Assignment:
This exercise calls for an exact transcription. Set down every record below.

*** Block opens ***

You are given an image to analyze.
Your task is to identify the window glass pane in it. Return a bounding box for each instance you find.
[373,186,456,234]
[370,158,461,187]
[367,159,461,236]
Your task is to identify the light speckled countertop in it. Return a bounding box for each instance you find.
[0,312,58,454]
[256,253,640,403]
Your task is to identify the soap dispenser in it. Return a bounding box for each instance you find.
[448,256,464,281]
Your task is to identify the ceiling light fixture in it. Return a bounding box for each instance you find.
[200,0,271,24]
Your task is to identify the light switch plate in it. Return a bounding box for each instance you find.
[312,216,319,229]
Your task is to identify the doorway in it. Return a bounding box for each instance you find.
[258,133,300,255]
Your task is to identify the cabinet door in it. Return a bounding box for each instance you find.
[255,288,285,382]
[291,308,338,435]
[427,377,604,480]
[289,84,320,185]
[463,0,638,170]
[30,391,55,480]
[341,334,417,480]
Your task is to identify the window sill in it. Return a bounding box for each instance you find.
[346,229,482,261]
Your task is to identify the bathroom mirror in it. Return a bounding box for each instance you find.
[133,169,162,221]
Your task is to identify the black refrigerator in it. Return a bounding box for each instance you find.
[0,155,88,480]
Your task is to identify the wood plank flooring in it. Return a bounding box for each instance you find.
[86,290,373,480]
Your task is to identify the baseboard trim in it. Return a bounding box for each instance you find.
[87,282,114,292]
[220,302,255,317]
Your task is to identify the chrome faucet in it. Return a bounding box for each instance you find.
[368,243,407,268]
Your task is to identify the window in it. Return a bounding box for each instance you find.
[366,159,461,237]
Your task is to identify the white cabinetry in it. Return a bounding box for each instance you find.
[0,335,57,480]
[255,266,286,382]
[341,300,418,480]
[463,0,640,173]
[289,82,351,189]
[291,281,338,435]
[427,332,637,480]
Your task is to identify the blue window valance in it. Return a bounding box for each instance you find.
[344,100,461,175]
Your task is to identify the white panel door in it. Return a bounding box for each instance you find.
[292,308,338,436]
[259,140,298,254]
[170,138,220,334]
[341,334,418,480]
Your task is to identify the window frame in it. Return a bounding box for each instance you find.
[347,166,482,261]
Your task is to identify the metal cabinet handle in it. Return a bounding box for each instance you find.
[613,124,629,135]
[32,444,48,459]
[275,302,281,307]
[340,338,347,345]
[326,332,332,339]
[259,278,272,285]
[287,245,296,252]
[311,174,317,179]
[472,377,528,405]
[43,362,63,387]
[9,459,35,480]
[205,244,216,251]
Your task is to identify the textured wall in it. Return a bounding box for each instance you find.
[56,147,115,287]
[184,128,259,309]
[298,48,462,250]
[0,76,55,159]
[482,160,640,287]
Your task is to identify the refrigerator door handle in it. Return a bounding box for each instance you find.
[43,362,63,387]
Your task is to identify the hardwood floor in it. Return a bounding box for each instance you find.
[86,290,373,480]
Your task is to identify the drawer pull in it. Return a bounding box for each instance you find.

*** Block closes ***

Answer to this task:
You are given an image to analyze.
Your task is to identify the window glass pane in it. Return a bounding box for each instance you find.
[373,186,456,234]
[370,158,461,187]
[367,159,461,236]
Your task is to identify the light speckled countertop in it. Return a bounding box for each instance you find.
[0,312,58,454]
[256,253,640,403]
Your task is to identify the soap dispenser in it. Return a bounding box for each instance you find.
[448,256,464,281]
Your task is to identify the ceiling light fixture in it. Return a bounding box for each instance you find.
[200,0,271,24]
Your task is to identify the light switch plate in it. Return a bounding box for each instance you find.
[312,216,319,229]
Your task is to identify the doorway in it. Return a bounding box for each instance you find.
[258,133,300,255]
Your task is to identify the cabinet door in it. Return a bounding box for each instance you find.
[255,288,285,382]
[291,308,338,435]
[427,377,604,480]
[289,84,320,185]
[463,0,638,170]
[30,391,55,480]
[341,334,417,480]
Your task is to identify the window sill in it. Return a bounding box for each instance you find.
[346,229,482,261]
Your task is to identify the bathroom mirror in it. Return a bounding box for each instance you find.
[133,169,162,221]
Your task is to identify the black refrigerator in it. Return a bounding box for each instance you find.
[0,155,88,480]
Your task is to identify the wood plank flooring in it. Return a bounding box for each instance you find.
[86,290,373,480]
Your task is to identify the baseboard trim in it. Return a bounding box for each instance you find.
[87,282,114,292]
[220,302,255,317]
Your task is to identify the chrome faucet in it. Return a bounding box for each instance you find.
[368,243,407,268]
Your task is to identify the window in it. Return a bounding box for each instance you find.
[366,159,461,237]
Your task is to identify the white cabinetry in it. Return a bounding box for each instance you find.
[0,335,57,480]
[255,266,286,382]
[341,300,418,480]
[463,0,640,173]
[289,82,351,189]
[291,281,338,435]
[427,332,637,480]
Your task is to identify the blue window valance in it. Return a bounding box for each instance you find.
[344,100,461,175]
Your task is to identify the white panel door in it. Return a bounding box for each instance you find.
[292,308,338,436]
[259,140,298,254]
[170,138,220,334]
[341,334,418,480]
Your task is to identify the window frame in it. Return a bounding box for each instance you find.
[347,166,482,261]
Your task is to identify the metal cabinet handle in it. Return a bounding box for each instance you find.
[613,124,629,135]
[32,444,48,459]
[275,302,281,307]
[340,338,347,345]
[326,332,332,339]
[259,278,272,285]
[287,245,296,252]
[311,174,317,179]
[472,377,528,405]
[43,362,63,387]
[9,459,35,480]
[205,244,216,251]
Your task is to identify the textured wall in it. Return a bounding box for each instance you find.
[56,147,115,287]
[184,128,259,309]
[298,48,462,250]
[0,76,55,159]
[482,160,640,287]
Your task is to identify the refrigerator door handle in it. Return a bounding box for each instance you find.
[43,362,63,387]
Your task is to identify the hardwood floor in it. Return a bounding box for each instance you find.
[86,290,373,480]
Your task is to identify the drawer pull in it. Return a bounding box for each instance you find.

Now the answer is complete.